| WHAT YOU WILL DO |
Transcribe all the records with complete accuracy.
(MATERIAL PROVIDED begins)
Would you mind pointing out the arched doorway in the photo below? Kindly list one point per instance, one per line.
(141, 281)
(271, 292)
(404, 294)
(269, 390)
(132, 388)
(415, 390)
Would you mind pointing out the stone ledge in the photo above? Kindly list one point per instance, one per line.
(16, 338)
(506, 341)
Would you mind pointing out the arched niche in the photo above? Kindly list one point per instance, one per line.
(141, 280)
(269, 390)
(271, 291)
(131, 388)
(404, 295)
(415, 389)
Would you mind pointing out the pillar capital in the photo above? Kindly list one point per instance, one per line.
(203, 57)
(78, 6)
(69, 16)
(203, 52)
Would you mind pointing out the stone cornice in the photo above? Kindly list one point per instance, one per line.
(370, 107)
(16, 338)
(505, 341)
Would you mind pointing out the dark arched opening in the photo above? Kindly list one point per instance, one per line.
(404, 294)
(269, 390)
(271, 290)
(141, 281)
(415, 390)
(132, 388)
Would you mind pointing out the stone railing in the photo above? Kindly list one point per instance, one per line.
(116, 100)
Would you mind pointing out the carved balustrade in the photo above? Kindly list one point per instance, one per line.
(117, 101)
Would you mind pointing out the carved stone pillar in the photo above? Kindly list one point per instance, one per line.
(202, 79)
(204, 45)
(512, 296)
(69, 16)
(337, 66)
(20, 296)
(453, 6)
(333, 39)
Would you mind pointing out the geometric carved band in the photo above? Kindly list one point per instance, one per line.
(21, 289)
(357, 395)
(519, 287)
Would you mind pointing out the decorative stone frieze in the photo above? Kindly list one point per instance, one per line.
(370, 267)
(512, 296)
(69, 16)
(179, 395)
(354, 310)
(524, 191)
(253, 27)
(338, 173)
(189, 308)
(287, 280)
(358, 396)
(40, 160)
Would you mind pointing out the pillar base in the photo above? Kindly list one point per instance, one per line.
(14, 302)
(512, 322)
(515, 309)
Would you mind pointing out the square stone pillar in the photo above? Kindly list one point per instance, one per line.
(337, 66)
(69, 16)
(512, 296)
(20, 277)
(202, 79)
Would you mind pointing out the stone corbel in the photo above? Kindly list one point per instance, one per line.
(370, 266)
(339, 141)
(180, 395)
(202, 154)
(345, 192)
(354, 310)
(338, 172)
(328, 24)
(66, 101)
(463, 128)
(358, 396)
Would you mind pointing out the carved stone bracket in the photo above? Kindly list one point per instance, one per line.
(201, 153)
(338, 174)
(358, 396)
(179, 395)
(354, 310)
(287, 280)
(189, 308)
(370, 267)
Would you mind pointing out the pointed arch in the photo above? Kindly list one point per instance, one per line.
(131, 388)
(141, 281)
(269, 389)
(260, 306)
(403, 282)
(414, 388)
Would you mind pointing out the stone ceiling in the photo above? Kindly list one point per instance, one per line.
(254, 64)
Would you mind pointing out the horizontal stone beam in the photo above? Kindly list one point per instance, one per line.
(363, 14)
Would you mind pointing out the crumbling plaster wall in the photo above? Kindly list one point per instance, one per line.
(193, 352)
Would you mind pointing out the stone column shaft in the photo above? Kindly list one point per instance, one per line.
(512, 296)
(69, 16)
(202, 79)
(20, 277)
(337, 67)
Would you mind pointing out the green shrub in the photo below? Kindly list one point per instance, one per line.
(MATERIAL PROVIDED ends)
| ANSWER TO THIS PROBLEM |
Would you mind pointing out the arched doorway in the photo below? Kindly list one point per instance, one per line.
(141, 281)
(271, 292)
(404, 294)
(269, 390)
(132, 388)
(415, 390)
Would you mind pointing out the stone ledge in the photo above? Kindly list one point per instance, one per line.
(16, 338)
(506, 341)
Would you mind pointing out the arched niche in the photo above? Kindly list one point per instance, one per line.
(141, 280)
(269, 390)
(271, 291)
(131, 388)
(404, 295)
(415, 389)
Would you mind pointing out the pillar capital in the photo above? Kindly list one point per instance, one per line.
(203, 57)
(78, 6)
(69, 16)
(203, 52)
Would you mind pointing out the stone cornice in the photo above? Kindly list one point per instance, one per line.
(370, 107)
(16, 338)
(505, 341)
Would you mind pointing out the dark arched opening in the photo above? Kindly list one point per instance, one per line.
(404, 294)
(269, 390)
(271, 290)
(141, 281)
(415, 390)
(132, 388)
Would you mind pointing out the stone railing in the photo above? Kindly list one point per instance, one per line.
(116, 100)
Would you mind pointing out the carved balustrade in the photo above? Kindly list one point per instance, one per line.
(117, 101)
Would you mind pointing out the carved stone pillar in the photo above? Kindly list one point per instance, one per line.
(202, 79)
(204, 45)
(512, 296)
(69, 16)
(337, 66)
(20, 296)
(453, 6)
(333, 39)
Would you mind pointing out the geometric carved band in the photo above? Kindly list one point per instance, one per line.
(21, 289)
(357, 395)
(519, 287)
Would you mind pointing out the decorative stone frieze in the photo above? Kindly list one point per instance, one per line.
(370, 267)
(512, 296)
(69, 16)
(179, 395)
(354, 310)
(524, 191)
(253, 27)
(338, 173)
(189, 308)
(287, 280)
(358, 396)
(40, 160)
Would you mind pointing out the pillar base in the photo above? Kindly list one point per instance, one per line.
(14, 302)
(512, 322)
(515, 309)
Would you mind pointing out the square stone pillar in the photo above? Kindly list one point per instance, one per line.
(337, 66)
(69, 16)
(512, 296)
(20, 277)
(202, 79)
Would you mind pointing out the stone corbel in the photo above? Kindly list one point per instance, one per line.
(370, 266)
(339, 141)
(180, 395)
(202, 154)
(345, 192)
(354, 310)
(338, 172)
(328, 24)
(66, 101)
(463, 128)
(358, 396)
Would you mind pointing out the carved stone bracket in the photo above? Kindly list one point per instance, one per line.
(201, 153)
(338, 174)
(358, 396)
(179, 395)
(354, 310)
(287, 280)
(189, 308)
(370, 267)
Would you mind pointing out the pointed arch in the photo above? Kindly list one point per instance, one per line.
(131, 388)
(141, 281)
(269, 389)
(260, 306)
(403, 282)
(414, 388)
Would you mind pointing out the stone ceiling in the photo above? Kindly list one point per instance, one per line.
(254, 64)
Would you mind pointing out the horizontal stone beam in the photo above? Kindly list one point per instance, one per line.
(363, 14)
Would you mind pointing out the crumbling plaster wall in the photo above? Kindly list one point per instance, one per line.
(193, 352)
Would you mind pointing out the stone column shaft in the photo above? Kindly list one point per instance, one per line.
(512, 296)
(69, 16)
(202, 79)
(20, 277)
(337, 67)
Would you mind pointing out the green shrub in the photo below? Kindly list one point per instance, one per line.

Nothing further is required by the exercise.